» **Written instruction A**: In the DING README, render the sentence "DING runs with your workload, not next to it." into French.
» **Written instruction B**: Please condense the paragraph of the DING README beginning "Most observability tools are shaped for long-running fleets" into a short bulleted list that keeps its main facts.
» **Written instruction C**: From the DING README, reproduce the text verbatim from "Alerting that ships" to "No cloud account.".

» **Selected passage**:
######

Skip to content

ding-labs/ding

Repository files navigation

DING

Alerting that ships with the workload. One binary. Drops into your CI job, your ML training run, your batch pipeline. Don't store it. Stream it. DING it.

$ brew install ding-labs/tap/ding
$ curl -sf https://start.ding.ing | sh

Docker, binary · ding.ing


What this is

DING runs with your workload, not next to it. The job emits events; DING evaluates rules in-process; alerts fire during the run and a summary fires when the job exits. Both die together. No agents. No dashboards. No cloud account.

Most observability tools are shaped for long-running fleets — pull metrics from steady-state services into a central database, alert on the database. That shape doesn't fit ephemeral compute (a 4-minute CI job, a 90-minute training run, a 30-second batch ETL, a 10-minute game match). DING is shaped for ephemeral compute.

                      ┌─ DING fires alerts during the run
                      │
   ┌─── your job ─────┼─────────── exits ─┐
   │                  │                   │
   │  emits JSON      │                   │  end-of-run rules
   │  events to       │                   │  fire here, with
   │  stdout          │                   │  aggregate stats
   └──────────────────┴───────────────────┘
                      │
                      └─ alerts include run_id, branch,
                         commit, exit code, duration

60-second example: alert on a flaky test suite

.github/workflows/ci.yml:

- run: |
    curl -sf https://start.ding.ing | sh
    ding run --config alerts.yaml -- pytest tests/

alerts.yaml:

rules:
  # Fires immediately on any test that takes longer than 5 seconds.
  - name: slow_test
    match: { metric: test.duration }
    condition: value > 5
    message: "slow test {{ .test }} on {{ .branch }}: {{ .value }}s"

######

» **Data entries**:
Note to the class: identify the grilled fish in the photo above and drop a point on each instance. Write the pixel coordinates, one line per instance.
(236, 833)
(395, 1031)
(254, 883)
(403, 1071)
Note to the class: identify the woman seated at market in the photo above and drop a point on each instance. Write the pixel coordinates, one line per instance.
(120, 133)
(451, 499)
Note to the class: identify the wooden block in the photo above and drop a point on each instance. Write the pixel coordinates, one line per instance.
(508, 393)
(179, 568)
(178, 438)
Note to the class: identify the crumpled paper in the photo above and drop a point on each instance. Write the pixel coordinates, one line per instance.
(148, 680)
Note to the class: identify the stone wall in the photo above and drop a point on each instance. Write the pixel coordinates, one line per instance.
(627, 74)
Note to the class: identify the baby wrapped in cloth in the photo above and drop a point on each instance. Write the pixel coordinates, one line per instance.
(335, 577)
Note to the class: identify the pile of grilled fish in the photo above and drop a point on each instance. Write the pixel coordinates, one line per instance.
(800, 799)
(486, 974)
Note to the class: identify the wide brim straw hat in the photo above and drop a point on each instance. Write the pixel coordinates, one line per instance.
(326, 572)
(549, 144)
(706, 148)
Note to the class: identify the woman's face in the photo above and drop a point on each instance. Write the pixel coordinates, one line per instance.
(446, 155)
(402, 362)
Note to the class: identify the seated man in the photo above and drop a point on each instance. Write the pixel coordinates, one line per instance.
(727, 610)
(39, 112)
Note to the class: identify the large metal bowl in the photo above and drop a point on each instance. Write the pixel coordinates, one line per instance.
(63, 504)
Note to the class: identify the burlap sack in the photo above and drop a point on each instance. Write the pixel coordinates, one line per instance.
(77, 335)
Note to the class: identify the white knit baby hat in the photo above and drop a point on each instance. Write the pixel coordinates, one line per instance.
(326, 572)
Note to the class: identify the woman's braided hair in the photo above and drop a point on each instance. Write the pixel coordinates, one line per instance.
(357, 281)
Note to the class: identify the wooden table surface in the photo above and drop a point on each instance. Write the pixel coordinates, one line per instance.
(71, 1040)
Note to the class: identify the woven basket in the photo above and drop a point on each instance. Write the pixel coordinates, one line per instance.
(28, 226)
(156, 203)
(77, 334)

######

» **Task solution A**: DING s'exécute avec votre charge de travail, et non à côté d'elle.

» **Task solution B**:
- Most observability tools are built for long-running fleets. They pull metrics from steady-state services into a central database and alert on that database.
- That design doesn't fit ephemeral compute, such as a 4-minute CI job, a 90-minute training run, a 30-second batch ETL, or a 10-minute game match.
- DING is built for ephemeral compute.

» **Task solution C**:
Alerting that ships with the workload. One binary. Drops into your CI job, your ML training run, your batch pipeline. Don't store it. Stream it. DING it.

$ brew install ding-labs/tap/ding
$ curl -sf https://start.ding.ing | sh

Docker, binary · ding.ing


What this is

DING runs with your workload, not next to it. The job emits events; DING evaluates rules in-process; alerts fire during the run and a summary fires when the job exits. Both die together. No agents. No dashboards. No cloud account.